Could you print, word for word, the lines of the records that begin with the line containing "My project requires locating the blurred puppy" and end with the line containing "209 117 237 138", both of those lines included?

[Collected data]
↓

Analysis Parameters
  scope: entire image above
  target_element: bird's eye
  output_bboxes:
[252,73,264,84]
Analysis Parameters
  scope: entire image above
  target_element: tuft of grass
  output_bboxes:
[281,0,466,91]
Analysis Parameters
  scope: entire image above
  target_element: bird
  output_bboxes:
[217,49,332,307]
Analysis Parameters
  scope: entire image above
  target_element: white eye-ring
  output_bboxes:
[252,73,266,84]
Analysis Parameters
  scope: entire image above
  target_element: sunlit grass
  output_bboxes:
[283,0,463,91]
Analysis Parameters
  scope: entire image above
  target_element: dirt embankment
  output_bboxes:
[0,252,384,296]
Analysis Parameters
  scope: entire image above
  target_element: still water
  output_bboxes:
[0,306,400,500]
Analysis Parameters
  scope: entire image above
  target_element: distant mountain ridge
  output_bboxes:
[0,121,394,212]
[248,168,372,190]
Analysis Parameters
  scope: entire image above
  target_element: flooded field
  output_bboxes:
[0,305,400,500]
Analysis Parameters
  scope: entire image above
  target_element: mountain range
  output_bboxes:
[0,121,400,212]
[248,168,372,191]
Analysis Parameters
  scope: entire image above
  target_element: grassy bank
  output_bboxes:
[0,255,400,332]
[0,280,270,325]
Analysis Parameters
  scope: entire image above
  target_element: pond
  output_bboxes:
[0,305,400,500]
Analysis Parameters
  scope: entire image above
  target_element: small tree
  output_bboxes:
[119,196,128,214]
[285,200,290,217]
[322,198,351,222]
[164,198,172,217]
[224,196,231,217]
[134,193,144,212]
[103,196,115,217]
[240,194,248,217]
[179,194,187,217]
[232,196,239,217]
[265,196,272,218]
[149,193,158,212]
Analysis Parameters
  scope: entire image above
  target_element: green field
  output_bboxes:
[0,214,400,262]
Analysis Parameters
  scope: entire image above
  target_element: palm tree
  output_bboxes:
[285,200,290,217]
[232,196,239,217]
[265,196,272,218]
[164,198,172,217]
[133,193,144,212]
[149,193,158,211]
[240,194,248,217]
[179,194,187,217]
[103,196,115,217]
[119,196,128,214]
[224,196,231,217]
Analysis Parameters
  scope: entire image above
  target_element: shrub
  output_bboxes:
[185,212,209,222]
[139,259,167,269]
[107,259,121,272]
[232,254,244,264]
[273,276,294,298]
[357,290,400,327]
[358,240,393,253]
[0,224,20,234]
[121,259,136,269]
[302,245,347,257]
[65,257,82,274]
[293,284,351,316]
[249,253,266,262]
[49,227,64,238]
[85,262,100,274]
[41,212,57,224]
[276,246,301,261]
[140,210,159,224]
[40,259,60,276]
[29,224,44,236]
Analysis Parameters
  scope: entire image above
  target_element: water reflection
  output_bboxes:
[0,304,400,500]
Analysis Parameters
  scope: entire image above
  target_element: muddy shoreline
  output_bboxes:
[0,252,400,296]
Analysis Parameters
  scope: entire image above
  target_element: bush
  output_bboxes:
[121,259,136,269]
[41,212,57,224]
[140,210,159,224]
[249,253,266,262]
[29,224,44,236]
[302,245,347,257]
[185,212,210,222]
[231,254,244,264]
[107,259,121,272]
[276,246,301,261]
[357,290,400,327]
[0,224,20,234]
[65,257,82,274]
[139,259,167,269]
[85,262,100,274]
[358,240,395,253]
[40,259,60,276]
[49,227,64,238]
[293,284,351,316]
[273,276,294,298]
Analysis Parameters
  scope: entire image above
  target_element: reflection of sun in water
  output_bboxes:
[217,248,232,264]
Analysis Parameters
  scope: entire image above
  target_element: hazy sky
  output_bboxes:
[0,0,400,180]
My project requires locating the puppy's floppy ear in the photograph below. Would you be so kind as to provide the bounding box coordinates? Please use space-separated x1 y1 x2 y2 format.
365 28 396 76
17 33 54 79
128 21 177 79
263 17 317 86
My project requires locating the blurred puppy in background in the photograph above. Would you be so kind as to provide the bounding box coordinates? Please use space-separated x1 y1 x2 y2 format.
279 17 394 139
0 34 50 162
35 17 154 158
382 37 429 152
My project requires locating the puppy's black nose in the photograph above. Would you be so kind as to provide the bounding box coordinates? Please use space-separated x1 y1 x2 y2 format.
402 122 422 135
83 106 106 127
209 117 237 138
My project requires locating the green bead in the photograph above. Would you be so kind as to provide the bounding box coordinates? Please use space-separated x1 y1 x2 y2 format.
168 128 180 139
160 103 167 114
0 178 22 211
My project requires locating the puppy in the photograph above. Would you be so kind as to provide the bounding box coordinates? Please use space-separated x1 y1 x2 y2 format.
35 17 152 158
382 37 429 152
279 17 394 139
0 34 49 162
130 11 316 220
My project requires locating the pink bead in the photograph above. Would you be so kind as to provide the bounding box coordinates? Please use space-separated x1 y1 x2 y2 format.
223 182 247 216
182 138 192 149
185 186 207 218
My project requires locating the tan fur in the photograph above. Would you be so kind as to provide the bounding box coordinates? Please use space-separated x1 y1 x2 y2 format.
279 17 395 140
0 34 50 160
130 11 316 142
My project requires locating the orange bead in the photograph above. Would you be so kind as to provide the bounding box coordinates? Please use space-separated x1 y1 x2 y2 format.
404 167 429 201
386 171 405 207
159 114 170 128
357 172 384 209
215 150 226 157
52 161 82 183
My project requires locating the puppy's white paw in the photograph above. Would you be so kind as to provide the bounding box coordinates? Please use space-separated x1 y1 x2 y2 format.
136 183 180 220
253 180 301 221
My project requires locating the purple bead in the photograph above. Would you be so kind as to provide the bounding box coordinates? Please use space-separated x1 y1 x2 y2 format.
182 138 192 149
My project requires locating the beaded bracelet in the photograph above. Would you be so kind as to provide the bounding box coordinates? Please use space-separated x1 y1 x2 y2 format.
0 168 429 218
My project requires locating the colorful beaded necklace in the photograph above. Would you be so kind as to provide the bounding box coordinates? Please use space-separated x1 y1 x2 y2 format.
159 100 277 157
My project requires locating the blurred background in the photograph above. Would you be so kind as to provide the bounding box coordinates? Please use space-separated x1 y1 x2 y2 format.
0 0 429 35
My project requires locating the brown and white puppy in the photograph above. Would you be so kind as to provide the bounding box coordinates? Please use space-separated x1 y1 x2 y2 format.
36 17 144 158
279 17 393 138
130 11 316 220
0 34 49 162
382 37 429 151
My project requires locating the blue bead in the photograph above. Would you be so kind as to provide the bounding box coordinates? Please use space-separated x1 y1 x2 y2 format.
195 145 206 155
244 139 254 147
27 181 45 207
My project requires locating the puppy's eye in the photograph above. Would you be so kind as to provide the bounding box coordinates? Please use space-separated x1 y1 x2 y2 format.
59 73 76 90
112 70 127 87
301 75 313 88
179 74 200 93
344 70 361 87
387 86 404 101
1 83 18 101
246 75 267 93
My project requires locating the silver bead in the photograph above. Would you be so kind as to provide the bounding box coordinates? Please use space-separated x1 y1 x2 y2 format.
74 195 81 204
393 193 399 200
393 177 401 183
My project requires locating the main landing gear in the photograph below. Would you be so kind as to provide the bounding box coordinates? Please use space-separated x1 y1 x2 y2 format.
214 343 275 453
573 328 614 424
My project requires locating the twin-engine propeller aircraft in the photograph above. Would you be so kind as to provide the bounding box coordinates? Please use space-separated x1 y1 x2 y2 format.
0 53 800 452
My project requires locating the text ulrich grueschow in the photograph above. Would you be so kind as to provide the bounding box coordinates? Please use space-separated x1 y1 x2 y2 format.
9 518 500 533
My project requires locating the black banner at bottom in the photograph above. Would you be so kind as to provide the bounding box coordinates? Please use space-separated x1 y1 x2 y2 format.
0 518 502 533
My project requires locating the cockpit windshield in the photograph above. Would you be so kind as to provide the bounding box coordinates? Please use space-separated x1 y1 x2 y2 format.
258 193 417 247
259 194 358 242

↑

**Task result**.
My project requires locating the blurred puppy in background in the photograph above. Would you be so kind as to provide the bounding box coordinates? Please use space-separated x1 y1 x2 y2 format.
279 17 394 139
0 34 50 162
35 17 154 158
382 37 429 152
My project requires locating the puppy's black nose in the photograph above. Would you be so kind as to provide the bounding box coordinates? Please use space-separated x1 y1 x2 y2 format.
402 122 422 135
83 106 106 127
209 117 237 138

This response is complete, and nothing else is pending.